Kementerian Perindustrian berkomitmen menumbuhkan industri pengolahan kelapa sawit di dalam negeri sebagai pelaksanaan kebijakan nasional hilirisasi di sektor agro. Pasalnya, sektor ini memberikan sumbangan besar bagi perekonomian nasional melalui peningkatan nilai tambah, kinerja nilai ekspor, penyerapan tenaga kerja, pemerataan kesejahteraan masyarakat, dan kontribusi pada penerimaan negara.
“Industri kelapa sawit dari hulu sampai hilir merupakan salah satu sektor ekonomi yang sangat strategis. Saat ini, luas perkebunan kelapa sawit diperkirakan mencapai 11,6 juta hektare, di mana lebih dari 41 persen merupakan kebun rakyat,” kata Menteri Perindustrian Airlangga Hartarto pada Pertemuan Nasional Sawit Indonesia Tahun 2017 di Jakarta, Kamis (2/2/2017).
Merujuk data Statistik Perkebunan Indonesia tahun 2016, perkebunan kelapa sawit berperan signifikan terhadap penyerapan tenaga kerja di dalam negeri sebanyak 5,7 juta orang, dengan 2,2 juta orang di antaranya adalah petani rakyat skala kecil. “Secara keseluruhan, diperkirakan sekitar 16–20 juta orang mengandalkan penghidupan dari bisnis kelapa sawit hulu-hilir yang tersebar merata di seluruh wilayah Indonesia,” tutur Airlangga.
Sementara itu, berdasarkan data BPS sampai bulan September 2016, tercatat nilai ekspor produk hilir sawit sebesar USD13.3 miliar atau telah melebihi nilai ekspor minyak dan gas bumi. “Produk hilir mencapai 54 jenis. Secara rata-rata tahunan, sektor industri kelapa sawit hulu-hilir menyumbang USD20 miliar pada devisa negara,” imbuh Airlangga. Sedangkan, khusus bagi pendapatan bukan pajak, sektor perkelapasawitan menyumbang Rp12 triliun per tahun, yang dipungut atas ekspornya dalam bentuk dana perkebunan dan bea keluar.

__Tantangan__
Tuliskan ulang kata demi kata bagian teks tentang industri kelapa sawit di atas, mulai dari "Kementerian Perindustrian berkomitmen" dan terus hingga "pada penerimaan negara.".

__Data Sumber__
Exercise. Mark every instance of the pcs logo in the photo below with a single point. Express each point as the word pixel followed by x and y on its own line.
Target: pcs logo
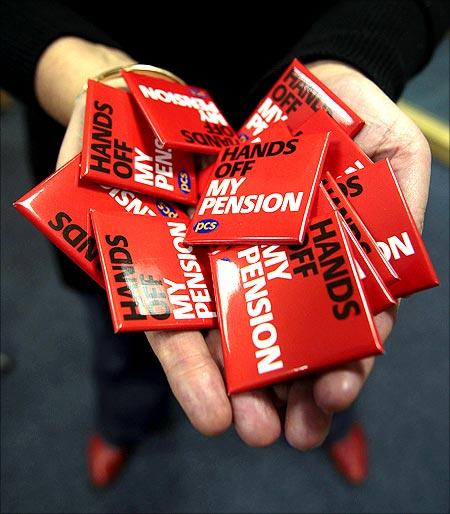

__Jawaban Tugas__
Kementerian Perindustrian berkomitmen menumbuhkan industri pengolahan kelapa sawit di dalam negeri sebagai pelaksanaan kebijakan nasional hilirisasi di sektor agro. Pasalnya, sektor ini memberikan sumbangan besar bagi perekonomian nasional melalui peningkatan nilai tambah, kinerja nilai ekspor, penyerapan tenaga kerja, pemerataan kesejahteraan masyarakat, dan kontribusi pada penerimaan negara.